• [Document text]
════

Welcome to my blog entry!
You knew this was a blog entry before reading the title above, right? (Well, I hope you did or else this here blog entry doesn’t hold as much relevance as I’d planned.)
Give your audience some credit, and don’t state the obvious. Say something that matters instead. Words are like real estate. Valuable real estate. Don’t waste them on points that everyone already knows.
If I have to look at one more website’s home page that shouts, “Welcome to my website” or that merely uses the name of the company as the main headline (right next to the logo), I’m going to scream. Or at least start pointing them out for all to see on my Facebook page. A website’s home page should feature text that makes its visitors want to click around and stay for a bit.
It’s kind of like going to a dinner party. Yes, it’s nice when the host opens the door and says, “Welcome to my home.” But you already knew you were in their home, and, seeing as how they were the ones to invite you there, you probably know that you’re welcome.

════

• [Raw data]
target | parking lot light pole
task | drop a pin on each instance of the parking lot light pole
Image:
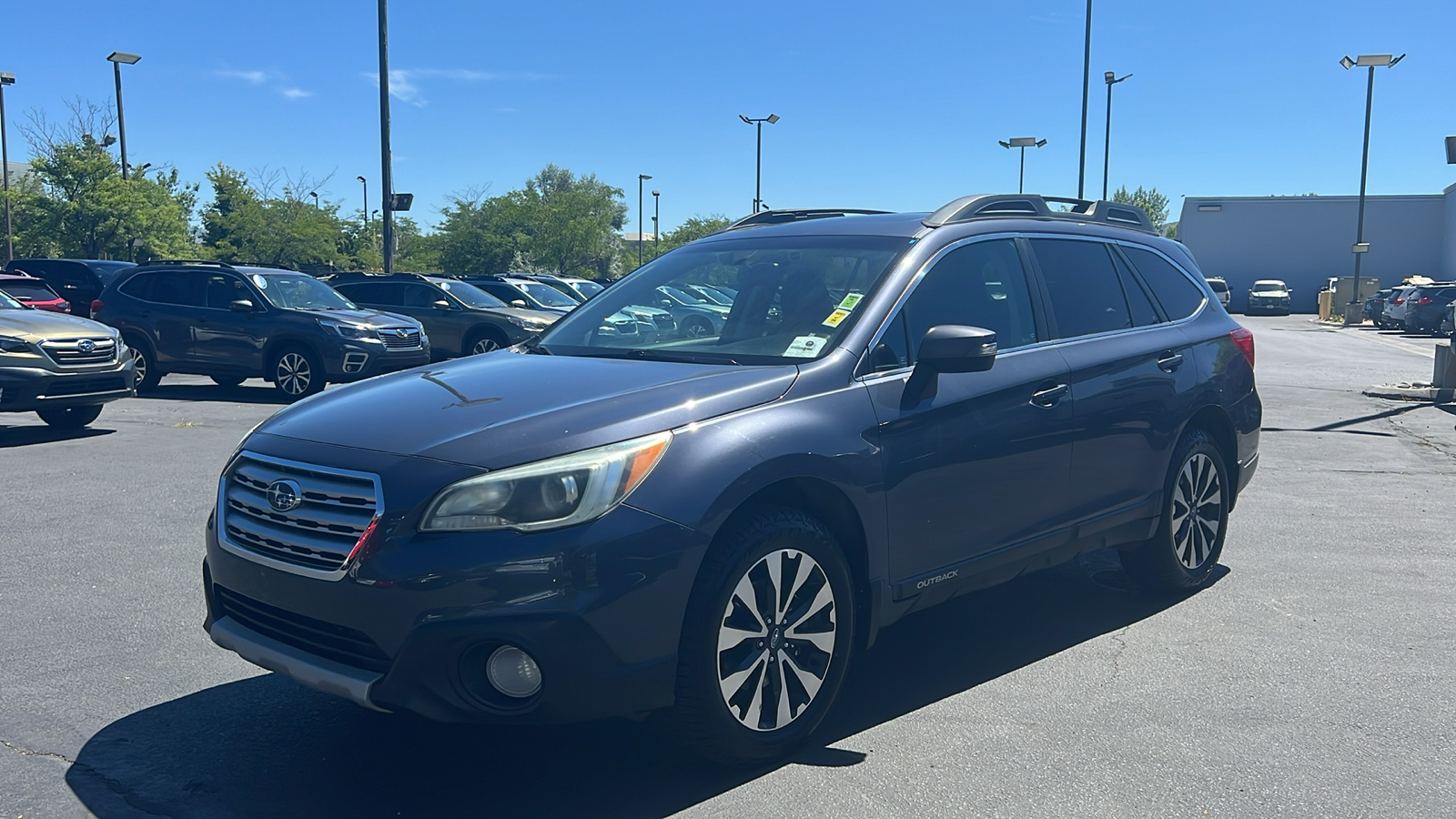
(1107, 140)
(757, 174)
(1023, 143)
(6, 79)
(116, 58)
(641, 178)
(1363, 62)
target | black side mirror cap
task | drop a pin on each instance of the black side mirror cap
(950, 349)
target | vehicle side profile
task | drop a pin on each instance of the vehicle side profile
(897, 409)
(239, 322)
(459, 318)
(62, 368)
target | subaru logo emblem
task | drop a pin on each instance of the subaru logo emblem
(284, 496)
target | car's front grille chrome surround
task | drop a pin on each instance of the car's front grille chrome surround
(298, 518)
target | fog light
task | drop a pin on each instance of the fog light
(513, 672)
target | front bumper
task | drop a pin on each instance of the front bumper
(34, 388)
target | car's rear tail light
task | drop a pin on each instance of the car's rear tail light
(1244, 339)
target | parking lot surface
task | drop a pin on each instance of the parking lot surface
(1314, 678)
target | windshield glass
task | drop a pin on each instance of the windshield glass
(548, 295)
(470, 295)
(300, 293)
(795, 298)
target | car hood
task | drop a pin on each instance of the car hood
(36, 325)
(506, 409)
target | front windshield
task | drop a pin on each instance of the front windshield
(300, 292)
(795, 296)
(470, 295)
(548, 295)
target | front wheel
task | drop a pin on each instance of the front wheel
(1196, 515)
(69, 417)
(766, 639)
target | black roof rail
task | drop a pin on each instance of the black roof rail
(1034, 206)
(784, 216)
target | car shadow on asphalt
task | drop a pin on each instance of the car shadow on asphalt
(266, 746)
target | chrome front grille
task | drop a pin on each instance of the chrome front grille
(399, 339)
(258, 515)
(80, 351)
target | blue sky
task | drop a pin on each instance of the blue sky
(883, 106)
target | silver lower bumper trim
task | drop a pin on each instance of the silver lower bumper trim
(305, 668)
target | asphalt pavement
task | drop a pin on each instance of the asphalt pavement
(1314, 678)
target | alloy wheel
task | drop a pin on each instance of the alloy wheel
(1198, 511)
(776, 640)
(295, 375)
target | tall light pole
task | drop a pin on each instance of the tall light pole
(386, 175)
(6, 79)
(1365, 62)
(116, 58)
(657, 212)
(757, 174)
(641, 241)
(1023, 143)
(1087, 86)
(1107, 140)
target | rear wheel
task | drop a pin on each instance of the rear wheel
(766, 637)
(1196, 513)
(69, 417)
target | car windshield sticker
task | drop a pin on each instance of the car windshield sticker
(804, 347)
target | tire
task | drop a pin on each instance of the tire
(1183, 552)
(147, 370)
(484, 341)
(298, 373)
(724, 717)
(69, 417)
(695, 327)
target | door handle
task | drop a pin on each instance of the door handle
(1048, 397)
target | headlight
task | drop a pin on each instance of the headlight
(349, 329)
(528, 324)
(553, 493)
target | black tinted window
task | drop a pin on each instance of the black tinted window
(979, 285)
(1176, 292)
(1087, 295)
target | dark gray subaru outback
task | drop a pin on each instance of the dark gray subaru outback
(897, 409)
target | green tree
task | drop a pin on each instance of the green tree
(1149, 200)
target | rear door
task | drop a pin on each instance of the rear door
(1132, 375)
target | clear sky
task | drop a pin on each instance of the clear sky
(885, 106)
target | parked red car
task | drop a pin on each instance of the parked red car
(33, 292)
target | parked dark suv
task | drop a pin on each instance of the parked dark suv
(239, 322)
(79, 281)
(899, 409)
(459, 318)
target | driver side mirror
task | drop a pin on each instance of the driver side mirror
(950, 349)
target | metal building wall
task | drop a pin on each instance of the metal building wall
(1307, 239)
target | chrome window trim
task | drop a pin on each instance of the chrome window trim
(264, 560)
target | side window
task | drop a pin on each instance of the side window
(1178, 296)
(979, 285)
(1138, 299)
(1084, 286)
(223, 290)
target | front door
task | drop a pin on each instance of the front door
(980, 467)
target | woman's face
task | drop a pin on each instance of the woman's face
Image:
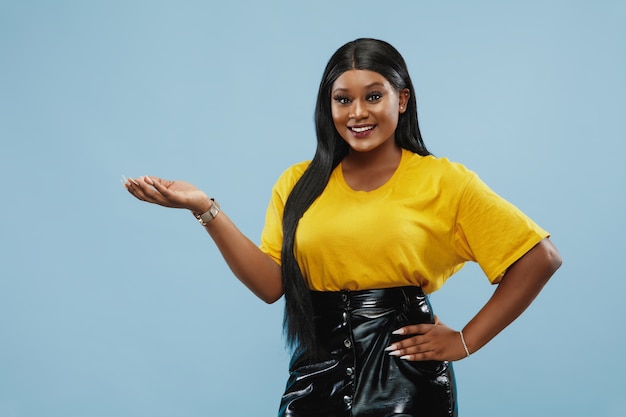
(365, 109)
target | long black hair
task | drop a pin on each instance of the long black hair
(361, 54)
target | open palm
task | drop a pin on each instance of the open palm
(167, 193)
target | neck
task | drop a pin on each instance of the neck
(382, 157)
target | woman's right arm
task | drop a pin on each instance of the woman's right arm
(251, 266)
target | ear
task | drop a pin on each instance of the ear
(404, 99)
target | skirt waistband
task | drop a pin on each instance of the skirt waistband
(374, 298)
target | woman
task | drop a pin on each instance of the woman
(357, 236)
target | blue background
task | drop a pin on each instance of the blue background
(110, 307)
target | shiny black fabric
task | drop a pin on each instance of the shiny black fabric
(352, 375)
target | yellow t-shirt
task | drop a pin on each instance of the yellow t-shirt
(419, 228)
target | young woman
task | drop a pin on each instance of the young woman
(356, 237)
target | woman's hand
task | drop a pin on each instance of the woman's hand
(175, 194)
(430, 342)
(517, 289)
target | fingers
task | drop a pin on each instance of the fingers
(428, 342)
(143, 188)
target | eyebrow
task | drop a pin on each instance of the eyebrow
(374, 84)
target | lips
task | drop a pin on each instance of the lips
(361, 128)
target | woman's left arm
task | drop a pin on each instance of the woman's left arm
(515, 292)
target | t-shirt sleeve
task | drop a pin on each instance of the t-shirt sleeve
(491, 231)
(272, 234)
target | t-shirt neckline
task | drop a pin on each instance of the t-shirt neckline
(338, 173)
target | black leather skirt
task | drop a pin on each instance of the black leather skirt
(352, 375)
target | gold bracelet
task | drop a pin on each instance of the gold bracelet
(464, 345)
(210, 214)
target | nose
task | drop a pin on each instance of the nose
(358, 110)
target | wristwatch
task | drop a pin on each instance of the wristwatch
(209, 215)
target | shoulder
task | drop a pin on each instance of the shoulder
(439, 169)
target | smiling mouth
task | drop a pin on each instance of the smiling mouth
(361, 129)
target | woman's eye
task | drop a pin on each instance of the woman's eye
(342, 99)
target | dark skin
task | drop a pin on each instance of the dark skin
(365, 110)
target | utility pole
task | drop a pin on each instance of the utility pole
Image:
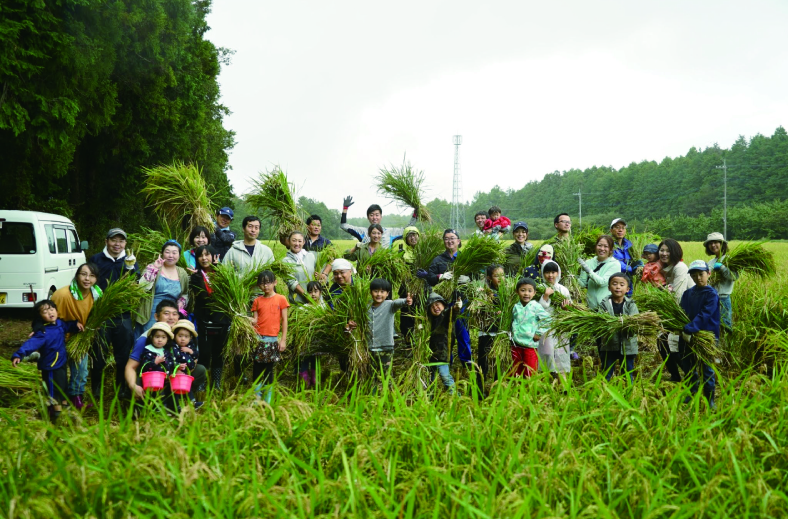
(724, 169)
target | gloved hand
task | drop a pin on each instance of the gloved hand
(130, 259)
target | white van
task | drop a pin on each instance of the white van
(39, 253)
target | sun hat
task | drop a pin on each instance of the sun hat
(715, 236)
(163, 327)
(617, 220)
(185, 324)
(698, 265)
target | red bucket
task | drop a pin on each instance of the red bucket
(153, 380)
(181, 383)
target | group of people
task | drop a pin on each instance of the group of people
(176, 329)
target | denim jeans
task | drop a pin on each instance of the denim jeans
(78, 376)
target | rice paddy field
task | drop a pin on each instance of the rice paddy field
(536, 448)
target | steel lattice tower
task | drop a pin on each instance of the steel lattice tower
(457, 209)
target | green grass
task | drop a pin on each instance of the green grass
(600, 450)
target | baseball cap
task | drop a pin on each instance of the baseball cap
(116, 231)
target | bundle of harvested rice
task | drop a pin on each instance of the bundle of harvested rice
(179, 196)
(673, 319)
(404, 185)
(273, 197)
(589, 326)
(122, 296)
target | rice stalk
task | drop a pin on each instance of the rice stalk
(273, 197)
(404, 185)
(590, 326)
(121, 296)
(674, 319)
(179, 196)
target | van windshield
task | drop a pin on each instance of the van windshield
(17, 238)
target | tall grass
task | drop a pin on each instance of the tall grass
(603, 450)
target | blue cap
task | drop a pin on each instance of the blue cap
(699, 265)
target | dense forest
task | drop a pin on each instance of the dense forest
(93, 90)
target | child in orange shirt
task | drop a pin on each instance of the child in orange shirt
(269, 315)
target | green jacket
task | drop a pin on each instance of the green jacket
(620, 343)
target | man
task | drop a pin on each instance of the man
(315, 242)
(113, 262)
(374, 215)
(249, 253)
(166, 312)
(223, 238)
(563, 226)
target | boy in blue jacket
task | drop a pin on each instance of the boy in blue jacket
(49, 340)
(702, 305)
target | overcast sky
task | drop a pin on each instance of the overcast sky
(331, 91)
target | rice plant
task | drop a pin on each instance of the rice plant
(273, 197)
(403, 184)
(122, 296)
(178, 195)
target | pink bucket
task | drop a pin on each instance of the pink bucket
(181, 383)
(153, 380)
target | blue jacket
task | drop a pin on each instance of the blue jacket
(50, 343)
(702, 305)
(110, 269)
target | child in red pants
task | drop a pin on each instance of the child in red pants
(529, 322)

════

• [Instructions for the task] Please write out the blog entry word for word from "Give your audience" to "that you’re welcome.". Work from the blog entry alone.

• [Worked solution]
Give your audience some credit, and don’t state the obvious. Say something that matters instead. Words are like real estate. Valuable real estate. Don’t waste them on points that everyone already knows.
If I have to look at one more website’s home page that shouts, “Welcome to my website” or that merely uses the name of the company as the main headline (right next to the logo), I’m going to scream. Or at least start pointing them out for all to see on my Facebook page. A website’s home page should feature text that makes its visitors want to click around and stay for a bit.
It’s kind of like going to a dinner party. Yes, it’s nice when the host opens the door and says, “Welcome to my home.” But you already knew you were in their home, and, seeing as how they were the ones to invite you there, you probably know that you’re welcome.